Die Aufgaben.
[1] Gib nur die Zeilen der Einträge, beginnend mit der Zeile, die „the man's face is.“ enthält, und endend mit der Zeile, die „[18,170,54,220]“ enthält, als Markdown-Tabelle aus. Die Spalte „Nr“ zählt die Zeilen durch, die Spalte „Zeile“ enthält den Zeilentext, und Leerzeilen fallen weg.
[2] Schreib den Text über den Berliner Wohnungsmarkt im Anschluss an seinen letzten Satz weiter.

Ich aß heute mit dem Head of Transactions eines mittelständischen Immobilienunternehmens zu Mittag und wir unterhielten uns über die aktuellen Entwicklungen. Für mich war natürlich interessant, ob die Profis die Lage ebenso einschätzen wie ich. Das meiste Feedback erhalte ich sonst nämlich von den Eigentümern direkt oder aus den Verbänden.

Dabei erfuhr ich, daß aus Sicht der Entwickler und größeren Bestandshalter der Berliner Wohnungsmarkt beendet ist. Es gibt aktuell niemanden, der noch investieren will. Im Gegenteil denken viele darüber nach, aus dem Berliner Markt auszusteigen, solange es noch geht. Also zu verkaufen.

Die Frage ist: geht das überhaupt noch?

unmittelbare Auswirkungen der Mietendeckel-Diskussion

Nr. 1: Mit dem Beschluß zum Eckpunktepapier am 18.06.2019 war der Markt für Immobilientransaktionen beendet.

Denn es ist natürlich ein Problem, wenn alle verkaufen, aber niemand einkaufen will. An der Börse hätte das unmittelbar erhebliche Einbrüche zur Folge in einem Umfang, der die Preise so herabsetzt, daß sich doch wieder Käufer finden. Im Immobilienmarkt ist eine Transaktion aufwendiger, sie geht nicht in Sekunden: das Objekt muß bewertet, die Vertragslage (einschließlich Mietverträge) geprüft, das ganze finanziert und schließlich beurkundet werden. Die Abwicklung dauert ein paar Monate, je nach dem, ob das Objekt verkauft wurde oder die Gesellschaft, der es gehört, und wie komplex das alles ist.

Weil das alles etwas länger dauert, ist der Markteinbruch von außen nicht sofort sichtbar. Aber die dahinter stehende Mechanik ist die gleiche: wo keine Käufer, da keine Preise, da kein Markt.

Ausgangsmaterial.
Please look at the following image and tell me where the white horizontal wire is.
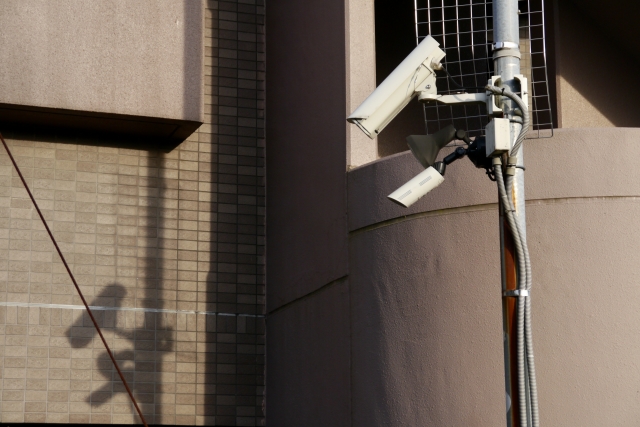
[0,301,265,318]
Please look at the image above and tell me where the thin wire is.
[0,133,149,427]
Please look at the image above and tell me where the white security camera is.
[347,36,445,139]
[387,166,444,208]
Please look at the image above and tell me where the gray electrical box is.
[485,118,511,157]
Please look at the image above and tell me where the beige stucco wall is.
[549,0,640,128]
[349,129,640,427]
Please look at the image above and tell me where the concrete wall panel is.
[266,0,347,311]
[0,0,204,145]
[267,280,351,427]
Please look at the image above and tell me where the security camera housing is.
[347,36,445,139]
[387,167,444,208]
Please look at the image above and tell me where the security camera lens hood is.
[407,125,456,169]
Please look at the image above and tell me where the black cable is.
[440,64,484,92]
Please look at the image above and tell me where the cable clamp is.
[502,289,529,298]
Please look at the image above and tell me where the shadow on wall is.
[66,283,175,413]
[555,0,640,127]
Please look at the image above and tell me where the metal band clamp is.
[502,289,529,298]
[493,42,520,50]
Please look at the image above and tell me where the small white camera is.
[347,36,445,139]
[387,166,444,208]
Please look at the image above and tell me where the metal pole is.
[493,0,527,427]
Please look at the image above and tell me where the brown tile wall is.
[0,0,265,426]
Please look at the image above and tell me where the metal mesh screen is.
[414,0,553,138]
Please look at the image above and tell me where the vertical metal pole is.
[493,0,527,427]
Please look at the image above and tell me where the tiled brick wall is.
[0,0,264,426]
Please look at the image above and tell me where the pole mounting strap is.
[493,42,520,50]
[502,289,529,298]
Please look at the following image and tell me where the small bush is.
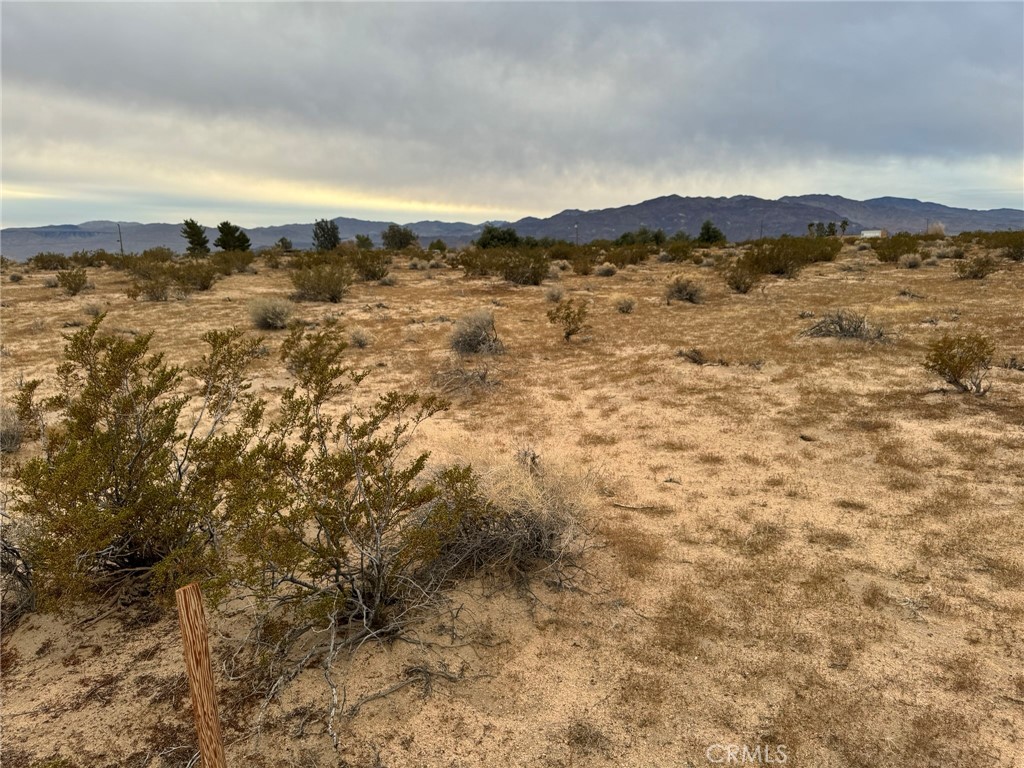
[290,261,352,304]
[449,309,505,354]
[57,267,89,296]
[548,299,589,341]
[725,268,758,294]
[611,294,637,314]
[249,298,292,331]
[953,255,996,280]
[0,406,25,454]
[498,249,549,286]
[348,250,391,282]
[348,328,371,349]
[544,286,565,304]
[873,232,921,263]
[665,274,703,304]
[925,333,995,395]
[801,309,885,341]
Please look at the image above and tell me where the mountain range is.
[0,195,1024,260]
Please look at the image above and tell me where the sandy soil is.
[0,241,1024,768]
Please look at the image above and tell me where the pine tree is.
[181,219,210,256]
[313,219,341,252]
[213,221,252,251]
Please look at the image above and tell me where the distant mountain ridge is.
[0,195,1024,260]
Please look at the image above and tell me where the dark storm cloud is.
[2,3,1024,225]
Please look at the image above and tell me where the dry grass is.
[0,245,1024,768]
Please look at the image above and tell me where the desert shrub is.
[175,260,218,291]
[801,309,886,341]
[27,252,72,272]
[548,299,590,341]
[14,317,260,606]
[126,270,171,301]
[498,248,549,286]
[289,261,352,304]
[57,266,89,296]
[0,406,25,454]
[872,232,921,263]
[449,309,505,354]
[736,236,843,278]
[347,250,391,281]
[953,254,996,280]
[925,333,995,394]
[665,274,703,304]
[611,294,637,314]
[657,240,693,262]
[210,250,256,278]
[725,259,758,294]
[249,298,292,331]
[348,328,371,349]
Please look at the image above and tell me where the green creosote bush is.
[13,315,262,608]
[290,261,352,304]
[548,299,590,341]
[665,274,703,304]
[925,333,995,395]
[871,232,921,263]
[347,249,391,282]
[249,298,292,331]
[449,309,505,354]
[57,266,89,296]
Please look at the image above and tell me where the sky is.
[0,0,1024,227]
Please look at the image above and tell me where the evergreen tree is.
[313,219,341,252]
[381,224,417,251]
[213,221,252,251]
[697,219,726,246]
[181,219,210,256]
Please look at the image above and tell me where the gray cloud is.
[2,3,1024,224]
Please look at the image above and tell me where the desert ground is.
[0,237,1024,768]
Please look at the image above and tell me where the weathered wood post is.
[174,583,227,768]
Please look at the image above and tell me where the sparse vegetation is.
[801,309,886,341]
[548,299,590,341]
[925,333,995,394]
[449,309,505,354]
[665,274,703,304]
[249,298,292,331]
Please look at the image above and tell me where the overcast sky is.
[0,0,1024,226]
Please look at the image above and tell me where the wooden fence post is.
[174,584,227,768]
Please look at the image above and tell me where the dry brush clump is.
[801,309,887,341]
[249,297,292,331]
[548,299,590,341]
[925,333,995,395]
[665,274,705,304]
[449,309,505,354]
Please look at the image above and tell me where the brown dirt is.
[0,248,1024,768]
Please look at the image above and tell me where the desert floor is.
[0,245,1024,768]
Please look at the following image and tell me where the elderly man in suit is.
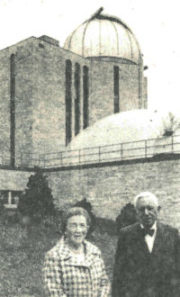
[112,192,180,297]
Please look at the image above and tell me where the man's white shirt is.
[141,222,157,253]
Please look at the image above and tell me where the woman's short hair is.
[134,192,159,208]
[62,207,91,233]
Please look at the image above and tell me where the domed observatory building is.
[0,8,147,167]
[64,8,147,125]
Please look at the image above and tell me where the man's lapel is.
[152,223,164,254]
[137,224,150,256]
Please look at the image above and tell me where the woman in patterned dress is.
[43,207,110,297]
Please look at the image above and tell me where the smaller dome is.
[69,109,162,150]
[64,8,141,63]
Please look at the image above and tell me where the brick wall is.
[48,159,180,229]
[0,157,180,230]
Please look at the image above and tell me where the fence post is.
[144,139,147,158]
[121,143,123,160]
[171,134,174,153]
[20,152,23,166]
[79,149,81,164]
[60,152,63,166]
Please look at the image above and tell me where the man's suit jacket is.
[112,223,180,297]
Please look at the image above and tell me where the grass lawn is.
[0,217,117,297]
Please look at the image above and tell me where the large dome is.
[68,109,180,150]
[64,8,141,63]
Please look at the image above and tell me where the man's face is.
[136,196,160,228]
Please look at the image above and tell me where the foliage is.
[116,203,137,232]
[18,170,54,219]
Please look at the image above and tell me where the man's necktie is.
[142,228,155,236]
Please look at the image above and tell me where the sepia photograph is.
[0,0,180,297]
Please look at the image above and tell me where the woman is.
[44,207,110,297]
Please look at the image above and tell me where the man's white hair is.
[134,192,159,208]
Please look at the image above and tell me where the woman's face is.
[66,215,88,247]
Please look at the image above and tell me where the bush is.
[18,170,54,220]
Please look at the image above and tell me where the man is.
[112,192,180,297]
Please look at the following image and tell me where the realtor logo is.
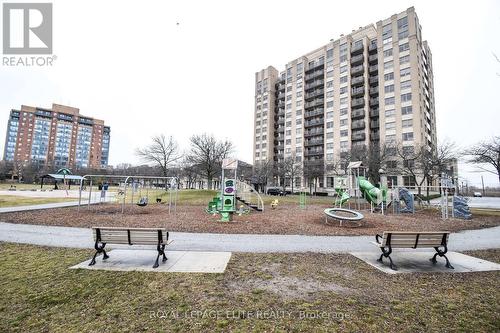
[3,3,52,54]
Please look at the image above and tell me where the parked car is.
[266,187,286,196]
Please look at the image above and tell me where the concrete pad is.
[70,249,231,273]
[351,249,500,274]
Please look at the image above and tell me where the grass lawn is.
[0,243,500,332]
[0,195,78,207]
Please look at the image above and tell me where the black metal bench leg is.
[161,245,168,262]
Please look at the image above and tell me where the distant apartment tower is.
[253,7,436,188]
[4,104,110,168]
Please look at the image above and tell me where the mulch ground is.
[0,204,500,236]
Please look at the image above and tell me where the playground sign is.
[222,158,238,170]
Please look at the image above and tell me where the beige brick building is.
[253,7,436,190]
[4,104,110,168]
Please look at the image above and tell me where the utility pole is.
[481,175,485,197]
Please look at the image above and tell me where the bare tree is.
[136,134,182,177]
[464,136,500,182]
[252,160,274,192]
[187,133,234,189]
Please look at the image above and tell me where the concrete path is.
[0,222,500,253]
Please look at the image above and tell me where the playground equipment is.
[206,159,264,222]
[324,208,364,226]
[452,195,472,220]
[78,175,178,214]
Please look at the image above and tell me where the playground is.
[0,198,500,236]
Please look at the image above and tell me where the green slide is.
[358,176,387,205]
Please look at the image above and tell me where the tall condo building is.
[4,104,110,168]
[253,7,436,189]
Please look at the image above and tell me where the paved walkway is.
[0,222,500,253]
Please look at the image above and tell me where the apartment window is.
[385,109,396,118]
[401,80,411,90]
[399,55,410,65]
[382,23,392,40]
[401,105,413,115]
[398,16,408,39]
[399,67,411,78]
[385,97,394,105]
[401,93,411,102]
[403,132,413,141]
[402,119,413,127]
[399,43,410,53]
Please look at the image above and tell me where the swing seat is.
[137,197,148,207]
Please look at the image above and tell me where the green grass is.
[0,195,78,207]
[0,243,500,332]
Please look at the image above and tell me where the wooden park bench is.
[372,231,454,270]
[89,227,172,268]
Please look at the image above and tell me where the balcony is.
[304,98,325,109]
[351,132,366,141]
[351,76,365,86]
[368,43,377,54]
[351,109,365,119]
[304,138,325,147]
[351,43,363,54]
[304,149,324,156]
[351,87,365,97]
[305,80,325,90]
[369,75,378,86]
[304,118,324,127]
[304,128,324,138]
[370,109,378,118]
[351,120,366,130]
[304,108,325,119]
[351,98,365,108]
[351,54,364,66]
[305,89,325,101]
[351,65,364,75]
[305,70,325,82]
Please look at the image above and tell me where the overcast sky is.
[0,0,500,185]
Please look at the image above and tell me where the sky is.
[0,0,500,186]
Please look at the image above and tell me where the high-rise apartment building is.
[4,104,110,168]
[253,7,436,188]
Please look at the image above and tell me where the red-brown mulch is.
[0,204,500,235]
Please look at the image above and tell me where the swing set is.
[78,175,178,214]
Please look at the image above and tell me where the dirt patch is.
[0,204,500,235]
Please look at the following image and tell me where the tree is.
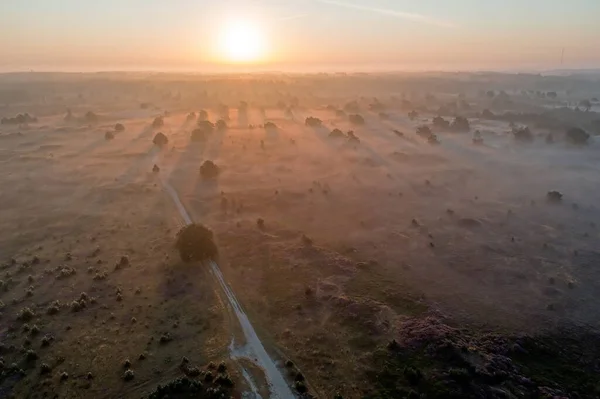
[431,116,450,129]
[565,127,590,145]
[579,100,592,112]
[348,114,365,125]
[450,116,471,132]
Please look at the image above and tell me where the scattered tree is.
[175,223,218,262]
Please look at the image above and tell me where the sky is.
[0,0,600,71]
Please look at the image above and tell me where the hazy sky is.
[0,0,600,71]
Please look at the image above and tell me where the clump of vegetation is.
[431,116,450,129]
[346,130,360,144]
[304,116,323,127]
[198,109,208,122]
[348,114,365,126]
[158,332,173,345]
[17,307,35,321]
[152,116,165,129]
[148,377,231,399]
[200,160,220,179]
[123,369,135,381]
[264,121,278,130]
[512,126,533,143]
[329,129,346,139]
[546,190,563,203]
[215,119,227,132]
[0,112,37,125]
[175,223,218,262]
[473,130,483,145]
[565,127,590,145]
[56,266,77,280]
[46,300,60,315]
[450,116,471,132]
[152,132,169,147]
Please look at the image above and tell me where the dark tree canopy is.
[565,127,590,145]
[304,116,323,127]
[450,116,471,132]
[175,223,218,262]
[152,132,169,147]
[200,160,220,179]
[348,114,365,125]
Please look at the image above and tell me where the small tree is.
[450,116,471,132]
[304,116,323,127]
[348,114,365,126]
[175,223,218,262]
[565,127,590,145]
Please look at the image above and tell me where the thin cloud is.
[317,0,456,28]
[277,14,309,21]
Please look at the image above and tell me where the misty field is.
[0,74,600,398]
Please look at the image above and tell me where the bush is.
[83,111,98,123]
[450,116,471,132]
[175,223,218,262]
[417,125,433,138]
[215,119,227,132]
[348,114,365,126]
[304,116,323,127]
[264,122,278,130]
[432,116,450,129]
[546,191,563,203]
[200,160,220,179]
[198,109,208,122]
[152,132,169,147]
[565,127,590,145]
[329,129,346,139]
[152,116,165,129]
[512,126,533,143]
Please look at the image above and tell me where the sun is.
[220,19,265,63]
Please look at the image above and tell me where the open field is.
[0,74,600,398]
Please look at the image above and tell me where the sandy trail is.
[155,152,295,399]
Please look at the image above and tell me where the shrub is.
[152,116,165,129]
[304,116,323,127]
[215,119,227,132]
[329,129,346,139]
[431,116,450,129]
[546,191,563,203]
[450,116,471,132]
[175,223,218,262]
[565,127,590,145]
[152,132,169,147]
[200,160,220,179]
[417,125,433,138]
[264,122,278,130]
[17,308,35,321]
[512,126,533,143]
[123,369,135,381]
[348,114,365,126]
[198,109,208,122]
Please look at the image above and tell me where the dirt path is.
[155,152,295,399]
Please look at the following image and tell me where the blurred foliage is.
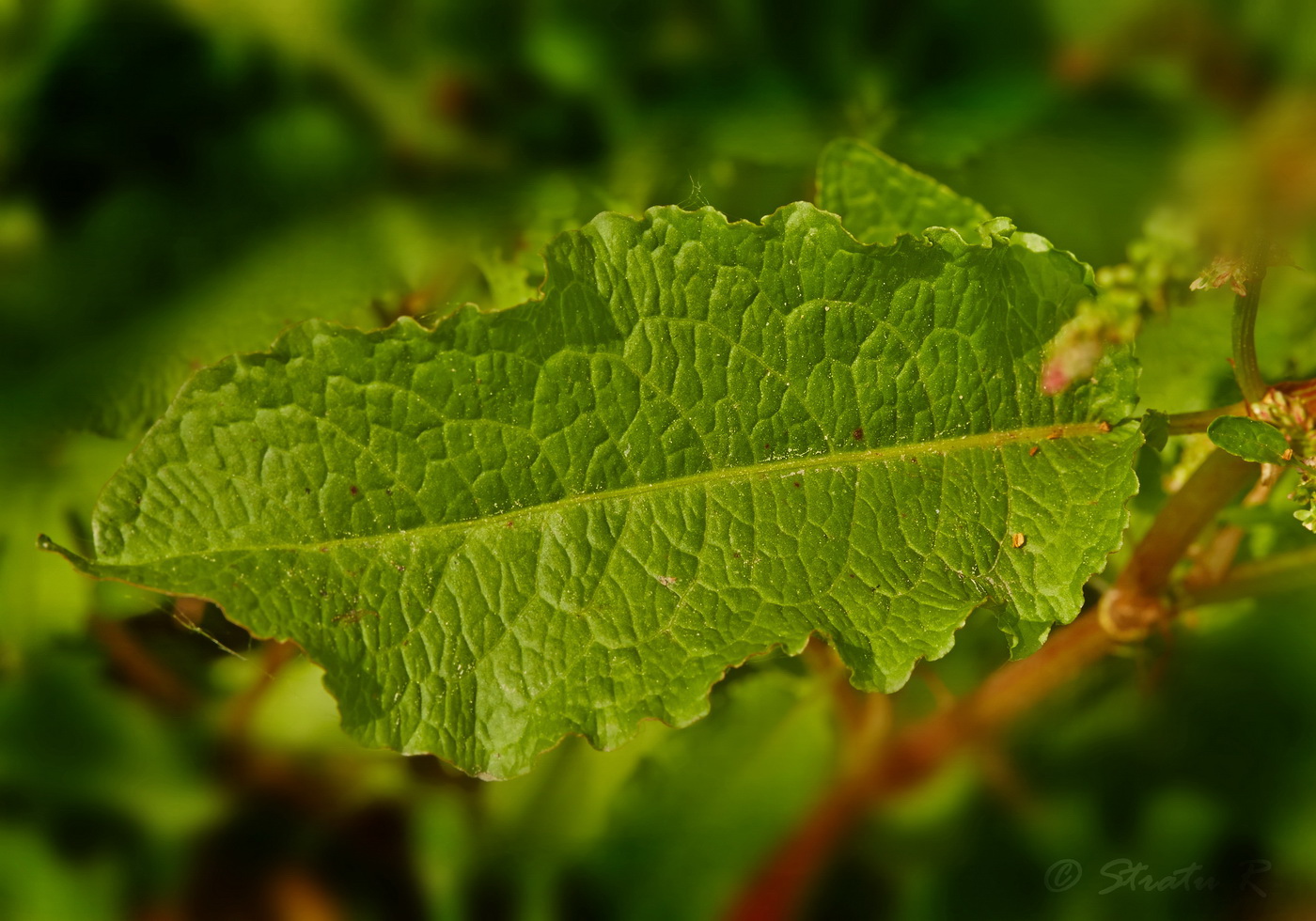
[0,0,1316,921]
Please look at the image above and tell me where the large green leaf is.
[819,138,991,243]
[48,204,1139,777]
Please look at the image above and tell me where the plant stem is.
[1099,448,1257,641]
[1233,244,1266,404]
[727,450,1257,921]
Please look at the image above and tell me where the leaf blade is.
[819,138,991,243]
[54,205,1139,776]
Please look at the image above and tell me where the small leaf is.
[1142,409,1170,451]
[1207,415,1292,463]
[48,204,1141,777]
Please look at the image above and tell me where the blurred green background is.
[0,0,1316,921]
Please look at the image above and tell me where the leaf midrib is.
[102,422,1111,567]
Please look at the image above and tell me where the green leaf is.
[1207,415,1292,463]
[819,139,991,243]
[48,204,1141,777]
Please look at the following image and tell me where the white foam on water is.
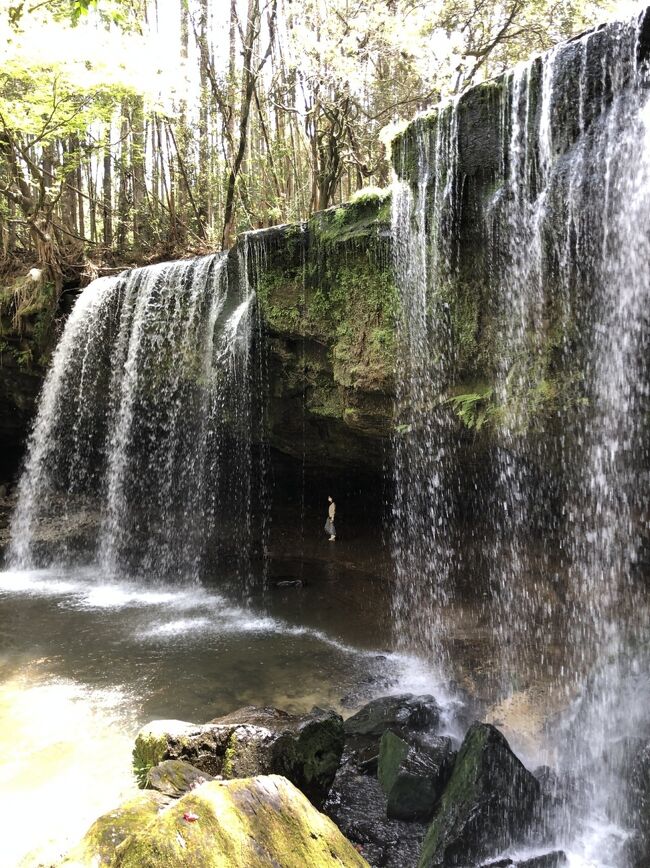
[0,666,135,868]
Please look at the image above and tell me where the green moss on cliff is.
[248,196,398,463]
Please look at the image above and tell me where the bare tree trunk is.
[102,124,113,249]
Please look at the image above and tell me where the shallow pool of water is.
[0,567,441,868]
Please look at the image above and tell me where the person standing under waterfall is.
[325,495,336,542]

Antworten pro Aufgabe.
[1]
| Nr | Zeile |
|---|---|
| 1 | Please look at the image above and tell me where the man's face is. |
| 2 | [136,196,160,228] |
| 3 | Please look at the image above and tell me where the foliage is. |
| 4 | [116,203,137,232] |
| 5 | [18,170,54,219] |
| 6 | Please look at the image above and tell me where the man's necktie is. |
| 7 | [142,228,155,236] |
| 8 | Please look at the image above and tell me where the sepia photograph is. |
| 9 | [0,0,180,297] |
| 10 | Please look at the image above and tell me where the woman is. |
| 11 | [44,207,110,297] |
| 12 | Please look at the image above and tell me where the man's white hair is. |
| 13 | [134,192,159,208] |
| 14 | Please look at the image above and tell me where the woman's face is. |
| 15 | [66,215,88,247] |
| 16 | Please look at the image above and tell me where the bush is. |
| 17 | [18,170,54,220] |

[2]
Das wissen die Profis natürlich. Die strategisch richtige Antwort ist, die Barquote zu erhöhen und auf den Markteinbruch zu warten, um dann wieder günstig einzusteigen. Das bedeutet wiederum, daß jetzt nicht die richtige Zeit ist, noch Geld für Wohnungsbau oder Instandhaltungen oder Modernisierungen auszugeben. Man steht auf „Hold“ und beobachtet, im Zweifel steigt man aus und investiert woanders.

Nr. 2: Unkalkulierbarkeit – für Eigentümer ebenso wie für Banken

Eine sofortige Auswirkung des Beschlusses vom 18.06.2019 ist, daß Objekte nicht mehr kalkulierbar sind.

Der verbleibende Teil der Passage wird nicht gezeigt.